Data for the task -
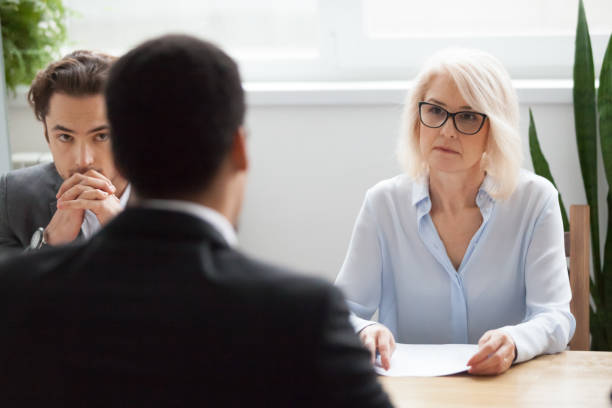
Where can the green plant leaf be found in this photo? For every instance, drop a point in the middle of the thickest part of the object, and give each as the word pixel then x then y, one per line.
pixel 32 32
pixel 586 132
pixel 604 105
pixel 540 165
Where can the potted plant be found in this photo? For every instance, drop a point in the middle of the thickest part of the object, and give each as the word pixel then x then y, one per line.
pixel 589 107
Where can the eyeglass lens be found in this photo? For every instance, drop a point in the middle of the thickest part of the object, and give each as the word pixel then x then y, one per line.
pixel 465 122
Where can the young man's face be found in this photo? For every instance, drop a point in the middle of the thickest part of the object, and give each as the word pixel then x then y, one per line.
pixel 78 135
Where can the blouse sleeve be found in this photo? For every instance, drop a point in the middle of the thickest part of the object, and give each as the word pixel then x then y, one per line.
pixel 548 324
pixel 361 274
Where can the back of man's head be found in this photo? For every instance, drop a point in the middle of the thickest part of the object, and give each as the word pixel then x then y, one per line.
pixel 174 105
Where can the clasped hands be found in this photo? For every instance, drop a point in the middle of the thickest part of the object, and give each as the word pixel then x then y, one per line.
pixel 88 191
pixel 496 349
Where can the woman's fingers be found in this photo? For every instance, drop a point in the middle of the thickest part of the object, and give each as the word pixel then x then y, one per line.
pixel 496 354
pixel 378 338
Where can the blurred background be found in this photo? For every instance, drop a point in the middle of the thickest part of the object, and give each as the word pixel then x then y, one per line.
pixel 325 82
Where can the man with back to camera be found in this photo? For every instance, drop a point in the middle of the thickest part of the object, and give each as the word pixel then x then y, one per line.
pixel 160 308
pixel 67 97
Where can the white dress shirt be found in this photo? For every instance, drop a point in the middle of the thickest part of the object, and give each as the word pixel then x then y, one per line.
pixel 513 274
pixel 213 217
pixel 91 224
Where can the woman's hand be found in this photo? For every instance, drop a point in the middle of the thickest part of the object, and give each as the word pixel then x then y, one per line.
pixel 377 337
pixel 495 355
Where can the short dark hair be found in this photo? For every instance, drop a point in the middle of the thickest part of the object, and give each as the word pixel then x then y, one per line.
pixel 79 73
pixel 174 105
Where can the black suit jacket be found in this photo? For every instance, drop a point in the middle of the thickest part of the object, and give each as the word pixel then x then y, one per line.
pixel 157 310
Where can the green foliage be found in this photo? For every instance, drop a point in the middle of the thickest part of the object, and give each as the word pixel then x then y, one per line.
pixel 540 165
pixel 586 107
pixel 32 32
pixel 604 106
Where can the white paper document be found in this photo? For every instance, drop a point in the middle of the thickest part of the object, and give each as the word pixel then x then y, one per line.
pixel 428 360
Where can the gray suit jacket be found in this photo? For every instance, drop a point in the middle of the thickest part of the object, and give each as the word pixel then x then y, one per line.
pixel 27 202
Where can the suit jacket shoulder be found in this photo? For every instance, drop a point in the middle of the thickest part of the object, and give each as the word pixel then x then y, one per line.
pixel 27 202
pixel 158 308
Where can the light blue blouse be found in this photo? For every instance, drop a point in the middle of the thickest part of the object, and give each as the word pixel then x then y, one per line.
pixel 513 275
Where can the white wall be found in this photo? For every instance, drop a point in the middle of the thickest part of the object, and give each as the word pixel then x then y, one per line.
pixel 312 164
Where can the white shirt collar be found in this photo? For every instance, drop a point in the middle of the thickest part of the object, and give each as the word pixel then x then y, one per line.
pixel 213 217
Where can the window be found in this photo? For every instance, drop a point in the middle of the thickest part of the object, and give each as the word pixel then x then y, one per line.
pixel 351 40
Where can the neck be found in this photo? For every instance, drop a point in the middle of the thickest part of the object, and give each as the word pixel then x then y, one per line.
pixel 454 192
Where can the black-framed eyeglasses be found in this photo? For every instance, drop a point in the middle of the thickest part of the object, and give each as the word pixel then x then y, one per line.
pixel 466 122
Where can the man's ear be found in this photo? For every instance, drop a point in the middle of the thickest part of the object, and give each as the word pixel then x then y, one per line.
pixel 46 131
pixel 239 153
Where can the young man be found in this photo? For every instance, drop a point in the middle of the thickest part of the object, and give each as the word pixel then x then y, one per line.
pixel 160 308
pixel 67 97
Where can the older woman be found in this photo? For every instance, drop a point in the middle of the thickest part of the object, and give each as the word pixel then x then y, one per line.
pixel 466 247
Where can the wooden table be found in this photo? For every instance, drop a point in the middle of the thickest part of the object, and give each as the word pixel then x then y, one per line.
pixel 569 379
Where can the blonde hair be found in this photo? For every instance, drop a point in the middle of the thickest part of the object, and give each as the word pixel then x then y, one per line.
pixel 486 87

* * *

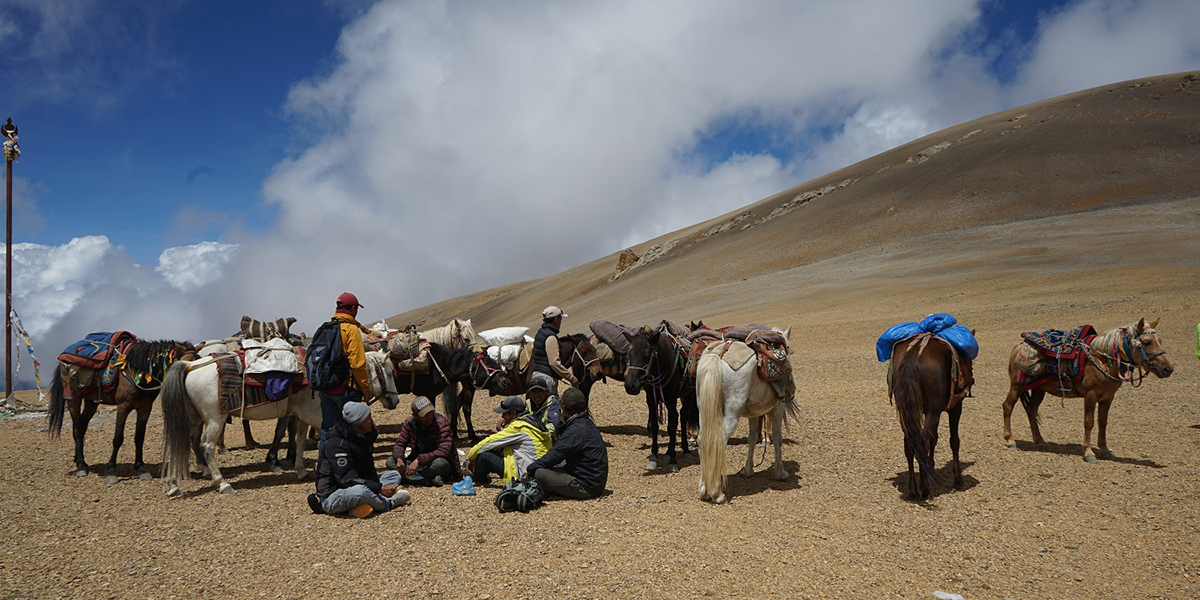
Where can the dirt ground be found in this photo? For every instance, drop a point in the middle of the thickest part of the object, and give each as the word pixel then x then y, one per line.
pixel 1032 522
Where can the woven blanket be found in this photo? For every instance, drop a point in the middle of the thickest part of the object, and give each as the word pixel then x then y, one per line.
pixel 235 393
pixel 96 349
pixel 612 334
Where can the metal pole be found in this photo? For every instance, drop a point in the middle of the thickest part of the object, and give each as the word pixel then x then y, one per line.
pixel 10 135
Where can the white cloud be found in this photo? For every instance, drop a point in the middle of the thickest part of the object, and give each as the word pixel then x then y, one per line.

Prompt -
Copy out the lines word for word, from the one containing "Where can the young man be" down to the one containing "pixel 466 247", with both of those included.

Solution to this exercise -
Where can the young man be found in this photo? For every instance, drop a point in the middle of the thickest part of the object, and give each as the word pixel then x then y, one per line.
pixel 160 308
pixel 67 97
Where can the older woman be found in this photo? For every instance, drop a point in the middle of the thickest part of the object, and give each as the word pixel then x then y, one per line.
pixel 466 247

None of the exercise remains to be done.